= Beginning of Section =

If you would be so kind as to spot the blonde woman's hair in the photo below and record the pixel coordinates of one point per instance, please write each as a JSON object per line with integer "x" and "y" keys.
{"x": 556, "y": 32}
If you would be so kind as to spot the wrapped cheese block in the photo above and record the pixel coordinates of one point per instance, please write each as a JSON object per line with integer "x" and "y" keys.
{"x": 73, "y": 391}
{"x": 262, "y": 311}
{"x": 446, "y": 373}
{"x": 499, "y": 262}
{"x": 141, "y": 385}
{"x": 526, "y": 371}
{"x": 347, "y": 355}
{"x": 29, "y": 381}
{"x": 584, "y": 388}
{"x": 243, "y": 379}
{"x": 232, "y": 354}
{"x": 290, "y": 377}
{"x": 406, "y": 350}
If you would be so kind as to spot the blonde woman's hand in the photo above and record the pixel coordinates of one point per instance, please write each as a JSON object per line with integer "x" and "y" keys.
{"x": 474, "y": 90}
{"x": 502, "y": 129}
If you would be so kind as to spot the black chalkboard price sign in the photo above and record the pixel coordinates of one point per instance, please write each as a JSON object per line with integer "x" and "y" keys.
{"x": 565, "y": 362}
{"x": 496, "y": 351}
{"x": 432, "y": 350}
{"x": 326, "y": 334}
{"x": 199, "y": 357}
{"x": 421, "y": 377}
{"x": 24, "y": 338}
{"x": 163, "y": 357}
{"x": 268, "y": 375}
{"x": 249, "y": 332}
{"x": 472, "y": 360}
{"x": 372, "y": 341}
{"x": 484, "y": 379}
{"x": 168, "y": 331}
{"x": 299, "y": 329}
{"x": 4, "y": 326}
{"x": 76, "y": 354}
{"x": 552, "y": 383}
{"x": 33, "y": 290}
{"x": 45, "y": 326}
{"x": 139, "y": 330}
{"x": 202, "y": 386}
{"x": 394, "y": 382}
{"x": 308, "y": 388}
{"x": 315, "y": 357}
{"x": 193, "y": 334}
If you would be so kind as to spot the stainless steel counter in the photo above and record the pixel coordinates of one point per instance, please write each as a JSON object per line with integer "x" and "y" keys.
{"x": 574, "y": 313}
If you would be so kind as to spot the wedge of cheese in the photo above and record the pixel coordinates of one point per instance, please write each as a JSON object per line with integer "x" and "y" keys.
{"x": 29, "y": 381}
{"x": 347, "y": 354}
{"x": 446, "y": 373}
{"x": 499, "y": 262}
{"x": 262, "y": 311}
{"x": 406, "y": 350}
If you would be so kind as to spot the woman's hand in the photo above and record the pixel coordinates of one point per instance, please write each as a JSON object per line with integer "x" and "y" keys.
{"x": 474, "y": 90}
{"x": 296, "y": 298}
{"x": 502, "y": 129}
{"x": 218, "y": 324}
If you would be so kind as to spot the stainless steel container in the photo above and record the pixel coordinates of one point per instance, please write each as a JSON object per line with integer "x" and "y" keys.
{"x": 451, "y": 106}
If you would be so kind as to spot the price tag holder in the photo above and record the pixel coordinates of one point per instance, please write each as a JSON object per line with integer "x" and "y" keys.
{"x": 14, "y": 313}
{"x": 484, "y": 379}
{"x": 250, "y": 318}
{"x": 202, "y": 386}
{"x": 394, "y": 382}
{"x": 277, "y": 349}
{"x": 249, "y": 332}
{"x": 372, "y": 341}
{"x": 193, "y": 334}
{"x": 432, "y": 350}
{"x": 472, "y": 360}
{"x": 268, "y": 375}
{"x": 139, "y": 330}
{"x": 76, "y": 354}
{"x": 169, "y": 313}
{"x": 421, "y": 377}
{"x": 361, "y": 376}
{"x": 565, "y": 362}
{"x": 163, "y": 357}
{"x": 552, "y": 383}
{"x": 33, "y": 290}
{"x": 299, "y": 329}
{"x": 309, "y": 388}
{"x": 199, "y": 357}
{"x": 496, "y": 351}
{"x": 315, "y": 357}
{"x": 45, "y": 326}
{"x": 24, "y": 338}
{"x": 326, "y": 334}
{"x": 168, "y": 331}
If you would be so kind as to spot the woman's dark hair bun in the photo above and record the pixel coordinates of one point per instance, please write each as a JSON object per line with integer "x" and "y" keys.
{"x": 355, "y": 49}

= End of Section =

● **Exercise directions**
Give the records above again, word for word.

● **Your response**
If you would be so kind as to spot the blonde woman's hair in the photo below and record the pixel coordinates of one point per instance, please write each as a JSON object per line with integer "x" and "y" keys.
{"x": 556, "y": 32}
If you would be so kind as to spot the wrapped cheese block in the photo above and record the pixel coordinates of one point per instance, please write each as a JSON object per line with integer "x" and "y" keys.
{"x": 73, "y": 391}
{"x": 262, "y": 311}
{"x": 446, "y": 373}
{"x": 499, "y": 262}
{"x": 141, "y": 385}
{"x": 526, "y": 371}
{"x": 347, "y": 355}
{"x": 29, "y": 381}
{"x": 584, "y": 388}
{"x": 243, "y": 379}
{"x": 232, "y": 354}
{"x": 290, "y": 377}
{"x": 406, "y": 350}
If you would be so kind as to spot the blonde woman's hand in the photo above and record the pixel coordinates of one point per instance, please write each as a JSON object per line with integer "x" and "y" keys.
{"x": 474, "y": 90}
{"x": 502, "y": 129}
If you would be so kind as to spot the black chalkboard price sign in the photo above and record the pixel coordinates of one point per instance, please write each as a JSON object per line with integer "x" and "y" keys.
{"x": 565, "y": 362}
{"x": 496, "y": 351}
{"x": 432, "y": 350}
{"x": 326, "y": 334}
{"x": 199, "y": 357}
{"x": 421, "y": 377}
{"x": 24, "y": 338}
{"x": 163, "y": 357}
{"x": 268, "y": 375}
{"x": 249, "y": 332}
{"x": 472, "y": 360}
{"x": 372, "y": 341}
{"x": 484, "y": 379}
{"x": 168, "y": 331}
{"x": 299, "y": 329}
{"x": 4, "y": 326}
{"x": 76, "y": 354}
{"x": 552, "y": 383}
{"x": 33, "y": 290}
{"x": 45, "y": 326}
{"x": 139, "y": 330}
{"x": 202, "y": 386}
{"x": 394, "y": 382}
{"x": 308, "y": 388}
{"x": 315, "y": 357}
{"x": 193, "y": 334}
If you would be so kind as to spot the stainless steel counter in the photo above and record the pixel coordinates of one point per instance, please write each as a JSON object per line with integer "x" and "y" keys.
{"x": 574, "y": 313}
If you would be so kind as to spot the wedge of cheese in the photo above and record the pixel coordinates of one point per instance, please write each as a JSON object per line with integer "x" and "y" keys.
{"x": 29, "y": 381}
{"x": 347, "y": 354}
{"x": 446, "y": 373}
{"x": 499, "y": 262}
{"x": 262, "y": 311}
{"x": 406, "y": 350}
If you would be so kind as to spot the woman's hand in the photo above and record the pixel coordinates of one point per instance, please write each as a JSON object per line with integer "x" and "y" keys.
{"x": 474, "y": 90}
{"x": 296, "y": 298}
{"x": 502, "y": 129}
{"x": 218, "y": 324}
If you would be so kind as to spot the stainless steel container in the photo above and record the pixel coordinates of one point per instance, please write each as a JSON object per line with integer "x" and "y" keys.
{"x": 451, "y": 106}
If you would be so kind as to spot the price tag holder in the photo above and record the pixel coordinates of one point per instance, please write each as a JSON object per line with integer "x" and "y" keys.
{"x": 14, "y": 313}
{"x": 484, "y": 379}
{"x": 250, "y": 318}
{"x": 202, "y": 386}
{"x": 394, "y": 382}
{"x": 277, "y": 349}
{"x": 249, "y": 332}
{"x": 372, "y": 341}
{"x": 193, "y": 334}
{"x": 432, "y": 350}
{"x": 472, "y": 360}
{"x": 268, "y": 375}
{"x": 139, "y": 330}
{"x": 76, "y": 354}
{"x": 169, "y": 313}
{"x": 421, "y": 377}
{"x": 361, "y": 376}
{"x": 565, "y": 362}
{"x": 163, "y": 357}
{"x": 552, "y": 383}
{"x": 33, "y": 290}
{"x": 299, "y": 329}
{"x": 309, "y": 388}
{"x": 199, "y": 357}
{"x": 496, "y": 351}
{"x": 315, "y": 357}
{"x": 45, "y": 326}
{"x": 24, "y": 338}
{"x": 326, "y": 334}
{"x": 168, "y": 331}
If you would be so kind as to spot the woman's dark hair bun in the photo above and record the pixel coordinates of one point per instance, please write each as a JSON object per line with integer "x" and "y" keys.
{"x": 355, "y": 49}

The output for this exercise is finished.